From 1979 to 1993, more than one million Fox Mustangs were produced for a span of just under 15 years. Let that sink in for a moment. While there probably aren’t a million left on the planet, it seems there’s no shortage of them either. Heck, look around any local drag strip on a given night and count how many Foxes there are.

Whether they have Blue Oval powerplants or not, we’ll bet they are still wearing Ford rearends. The question is if those rearends are strong enough? Whether you’re true blue or not, Moser Engineering has a rugged solution for folks with Foxes. And the good news is, these rearend solutions aren’t designed specifically for just one type of racing.

The Super Fox line of rearends gives a dedicated Sportsman racer the ability to take their car to the limit of the stock chassis. — Jeff Anderson, Moser Engineering

This Fox is owned by Lee and Daniel of Sweitzer Performance in Temecula, California; the brothers plan to use their hatch for half-mile events. Fortunately for Mustang enthusiasts, the Moser 9-Inch Super Fox rearend we installed on Sweitzer’s Fox Mustang isn’t available just for ’79-’93 Mustangs — it is also available for SN95 (’94-’98) and New Edge (’99-’04) folks too.

Whether you want to use a larger tire in the rear via a mini-tub kit or you just keep snapping stock rearends like twigs, upgrading the rear end of your ride for a more robust piece is always an improvement. Stick with us as we bring you a full download on the Super Fox rearend. You’ll learn why you should consider this bulletproof axle setup for your next high-horsepower Fox build.

The Super Fox System

We laid all of our cards out on the table.

Adjustable Package

According to Jeff Anderson of Moser, the Super Fox package truly shines because of its many adjustment points, including its coilover mounts; the double-adjustable upper and lower control arms; and a tuned built in anti-roll bar. These features give enthusiasts the ability to control body-roll on the suspension and plant the tires equally.

 

All of these options will give enthusiasts the ability to set their car up to match the track quickly when testing, and — more importantly — fine-tuning, when in the heat of battle.

 

As with all Moser rearends, the Super Fox will include all of the necessary hardware for installation, as well as brakes of your choice and the necessary upper and lower control arms.

 

The advantages of running a 9-inch rearend on your muscle car have been well documented over the years — there’s no debating that — but what sets Moser’s Super Fox rearend apart from those junkyard 8.8s?

» **Data section**
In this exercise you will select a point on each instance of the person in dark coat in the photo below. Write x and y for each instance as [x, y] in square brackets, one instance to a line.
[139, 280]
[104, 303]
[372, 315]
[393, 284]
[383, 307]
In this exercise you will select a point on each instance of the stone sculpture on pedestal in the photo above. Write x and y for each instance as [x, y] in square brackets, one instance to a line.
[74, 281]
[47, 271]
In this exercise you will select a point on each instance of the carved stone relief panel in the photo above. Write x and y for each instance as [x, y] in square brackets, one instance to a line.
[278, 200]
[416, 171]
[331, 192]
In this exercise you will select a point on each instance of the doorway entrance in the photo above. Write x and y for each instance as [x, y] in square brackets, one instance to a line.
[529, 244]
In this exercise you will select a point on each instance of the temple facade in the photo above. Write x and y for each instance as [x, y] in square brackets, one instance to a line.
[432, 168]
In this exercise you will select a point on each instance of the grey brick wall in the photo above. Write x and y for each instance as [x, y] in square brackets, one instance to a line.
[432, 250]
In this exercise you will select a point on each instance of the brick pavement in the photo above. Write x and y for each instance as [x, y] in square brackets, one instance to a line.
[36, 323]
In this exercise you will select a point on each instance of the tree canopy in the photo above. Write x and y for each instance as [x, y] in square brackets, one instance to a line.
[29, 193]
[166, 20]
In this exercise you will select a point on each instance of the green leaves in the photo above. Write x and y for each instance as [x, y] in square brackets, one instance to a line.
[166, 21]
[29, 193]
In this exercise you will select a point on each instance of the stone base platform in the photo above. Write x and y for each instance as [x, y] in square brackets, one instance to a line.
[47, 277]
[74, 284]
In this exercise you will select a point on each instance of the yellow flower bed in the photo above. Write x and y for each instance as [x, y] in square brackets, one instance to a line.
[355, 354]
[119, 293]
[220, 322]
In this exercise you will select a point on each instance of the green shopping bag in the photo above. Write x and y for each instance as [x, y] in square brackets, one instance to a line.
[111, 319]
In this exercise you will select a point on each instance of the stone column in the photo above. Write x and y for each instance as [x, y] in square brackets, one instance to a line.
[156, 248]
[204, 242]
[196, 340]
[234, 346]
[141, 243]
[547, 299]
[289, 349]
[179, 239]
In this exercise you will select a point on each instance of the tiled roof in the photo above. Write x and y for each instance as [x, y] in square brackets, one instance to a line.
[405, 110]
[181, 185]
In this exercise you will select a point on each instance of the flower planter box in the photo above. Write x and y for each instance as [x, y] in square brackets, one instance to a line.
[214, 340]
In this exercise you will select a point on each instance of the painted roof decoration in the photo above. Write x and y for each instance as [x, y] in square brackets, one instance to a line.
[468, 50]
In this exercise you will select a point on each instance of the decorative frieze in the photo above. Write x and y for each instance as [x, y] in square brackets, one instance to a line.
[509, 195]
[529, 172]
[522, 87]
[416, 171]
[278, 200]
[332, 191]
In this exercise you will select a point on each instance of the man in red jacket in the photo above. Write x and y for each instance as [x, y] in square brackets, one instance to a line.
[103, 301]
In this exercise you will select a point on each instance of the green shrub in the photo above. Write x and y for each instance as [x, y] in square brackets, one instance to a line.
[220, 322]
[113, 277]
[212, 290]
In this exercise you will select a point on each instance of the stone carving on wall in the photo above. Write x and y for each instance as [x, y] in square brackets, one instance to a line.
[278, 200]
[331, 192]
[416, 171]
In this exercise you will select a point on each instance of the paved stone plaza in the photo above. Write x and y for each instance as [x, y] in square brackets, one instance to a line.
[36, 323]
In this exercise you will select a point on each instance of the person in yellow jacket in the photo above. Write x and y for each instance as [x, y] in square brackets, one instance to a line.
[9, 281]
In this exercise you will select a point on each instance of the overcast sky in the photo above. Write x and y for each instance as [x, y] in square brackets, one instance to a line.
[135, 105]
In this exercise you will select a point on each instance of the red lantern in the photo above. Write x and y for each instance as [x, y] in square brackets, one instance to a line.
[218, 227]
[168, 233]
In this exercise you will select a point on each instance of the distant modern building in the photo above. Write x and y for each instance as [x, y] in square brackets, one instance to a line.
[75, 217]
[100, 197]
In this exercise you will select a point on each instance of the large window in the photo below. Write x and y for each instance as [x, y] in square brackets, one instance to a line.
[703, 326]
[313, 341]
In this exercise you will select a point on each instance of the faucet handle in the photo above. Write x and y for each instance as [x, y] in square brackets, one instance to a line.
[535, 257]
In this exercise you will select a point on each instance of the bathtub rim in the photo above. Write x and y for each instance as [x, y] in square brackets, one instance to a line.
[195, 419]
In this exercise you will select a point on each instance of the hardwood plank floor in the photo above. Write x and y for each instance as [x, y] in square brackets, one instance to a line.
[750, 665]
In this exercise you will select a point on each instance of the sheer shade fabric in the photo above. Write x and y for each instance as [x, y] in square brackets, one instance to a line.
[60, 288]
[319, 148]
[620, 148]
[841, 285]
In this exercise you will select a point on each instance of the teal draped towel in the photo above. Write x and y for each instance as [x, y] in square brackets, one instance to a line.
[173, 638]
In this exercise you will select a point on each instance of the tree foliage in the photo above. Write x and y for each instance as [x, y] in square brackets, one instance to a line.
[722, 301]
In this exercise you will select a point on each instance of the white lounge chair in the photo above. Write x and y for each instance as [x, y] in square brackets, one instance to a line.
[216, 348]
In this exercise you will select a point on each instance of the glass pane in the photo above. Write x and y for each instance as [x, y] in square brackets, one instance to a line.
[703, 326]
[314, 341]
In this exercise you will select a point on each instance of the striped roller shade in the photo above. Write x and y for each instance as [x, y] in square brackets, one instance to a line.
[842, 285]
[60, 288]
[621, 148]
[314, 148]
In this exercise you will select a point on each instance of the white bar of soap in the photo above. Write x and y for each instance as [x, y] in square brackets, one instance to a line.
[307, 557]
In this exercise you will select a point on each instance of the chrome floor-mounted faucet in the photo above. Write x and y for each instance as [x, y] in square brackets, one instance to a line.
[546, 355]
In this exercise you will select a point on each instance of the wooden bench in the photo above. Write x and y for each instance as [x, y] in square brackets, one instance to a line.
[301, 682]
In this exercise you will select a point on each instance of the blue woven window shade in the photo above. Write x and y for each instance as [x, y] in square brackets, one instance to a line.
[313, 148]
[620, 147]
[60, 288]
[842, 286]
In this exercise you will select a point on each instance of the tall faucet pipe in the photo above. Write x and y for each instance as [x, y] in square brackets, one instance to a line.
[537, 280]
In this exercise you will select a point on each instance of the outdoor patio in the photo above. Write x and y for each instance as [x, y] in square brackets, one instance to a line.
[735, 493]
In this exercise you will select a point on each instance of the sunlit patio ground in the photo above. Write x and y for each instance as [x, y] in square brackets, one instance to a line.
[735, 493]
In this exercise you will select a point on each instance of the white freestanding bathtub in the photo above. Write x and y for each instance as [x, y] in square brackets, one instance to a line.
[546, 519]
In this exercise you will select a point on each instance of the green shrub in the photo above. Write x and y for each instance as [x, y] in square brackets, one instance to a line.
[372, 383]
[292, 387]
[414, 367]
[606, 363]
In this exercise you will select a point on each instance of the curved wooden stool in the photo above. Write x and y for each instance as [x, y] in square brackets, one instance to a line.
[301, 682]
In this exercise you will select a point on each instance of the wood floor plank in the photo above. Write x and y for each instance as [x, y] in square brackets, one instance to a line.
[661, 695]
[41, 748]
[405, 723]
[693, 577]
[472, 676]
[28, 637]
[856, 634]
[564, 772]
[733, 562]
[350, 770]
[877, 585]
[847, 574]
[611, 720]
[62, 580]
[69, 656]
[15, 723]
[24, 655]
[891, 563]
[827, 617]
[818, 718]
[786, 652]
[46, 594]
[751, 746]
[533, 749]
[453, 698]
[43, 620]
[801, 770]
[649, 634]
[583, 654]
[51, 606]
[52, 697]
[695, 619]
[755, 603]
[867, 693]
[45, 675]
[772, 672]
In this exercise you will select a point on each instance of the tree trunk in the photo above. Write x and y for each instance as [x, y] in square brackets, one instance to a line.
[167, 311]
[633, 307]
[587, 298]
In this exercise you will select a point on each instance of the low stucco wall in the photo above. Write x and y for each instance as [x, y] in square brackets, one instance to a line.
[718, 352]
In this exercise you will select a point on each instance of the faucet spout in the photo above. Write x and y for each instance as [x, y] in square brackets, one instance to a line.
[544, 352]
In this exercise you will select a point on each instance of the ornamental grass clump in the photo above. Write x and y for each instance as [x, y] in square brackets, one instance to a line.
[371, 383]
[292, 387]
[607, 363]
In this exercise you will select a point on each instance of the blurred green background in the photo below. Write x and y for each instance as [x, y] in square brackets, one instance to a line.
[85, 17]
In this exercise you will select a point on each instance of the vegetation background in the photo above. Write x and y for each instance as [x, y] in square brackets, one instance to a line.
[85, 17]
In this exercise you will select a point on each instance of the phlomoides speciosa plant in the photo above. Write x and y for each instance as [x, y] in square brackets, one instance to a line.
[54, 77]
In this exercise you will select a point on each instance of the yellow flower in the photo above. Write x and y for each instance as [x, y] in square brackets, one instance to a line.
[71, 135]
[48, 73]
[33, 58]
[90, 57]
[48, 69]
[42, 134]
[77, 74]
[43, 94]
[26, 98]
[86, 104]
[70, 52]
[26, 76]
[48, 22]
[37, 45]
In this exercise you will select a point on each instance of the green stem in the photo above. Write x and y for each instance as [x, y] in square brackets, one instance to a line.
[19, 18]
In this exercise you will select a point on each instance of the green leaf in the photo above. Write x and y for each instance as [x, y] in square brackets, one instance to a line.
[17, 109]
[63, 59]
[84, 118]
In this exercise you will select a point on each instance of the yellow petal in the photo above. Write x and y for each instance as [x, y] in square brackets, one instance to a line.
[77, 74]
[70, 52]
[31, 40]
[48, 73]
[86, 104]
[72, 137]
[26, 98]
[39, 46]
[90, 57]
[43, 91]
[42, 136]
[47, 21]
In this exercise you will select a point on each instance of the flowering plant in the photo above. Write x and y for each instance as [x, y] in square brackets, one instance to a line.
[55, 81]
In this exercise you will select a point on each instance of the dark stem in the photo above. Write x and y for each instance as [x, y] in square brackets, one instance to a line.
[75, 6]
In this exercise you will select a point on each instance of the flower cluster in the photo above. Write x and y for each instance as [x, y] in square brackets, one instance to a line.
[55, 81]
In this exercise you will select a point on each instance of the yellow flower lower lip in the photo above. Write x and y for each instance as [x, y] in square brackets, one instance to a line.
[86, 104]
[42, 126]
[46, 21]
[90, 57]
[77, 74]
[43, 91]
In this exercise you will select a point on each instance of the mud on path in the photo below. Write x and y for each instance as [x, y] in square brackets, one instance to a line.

» **What is needed**
Return, word for word, the part of the article on the Moser Super Fox rearend from "All of these" to "heat of battle.".

» **Solved exercise**
All of these options will give enthusiasts the ability to set their car up to match the track quickly when testing, and — more importantly — fine-tuning, when in the heat of battle.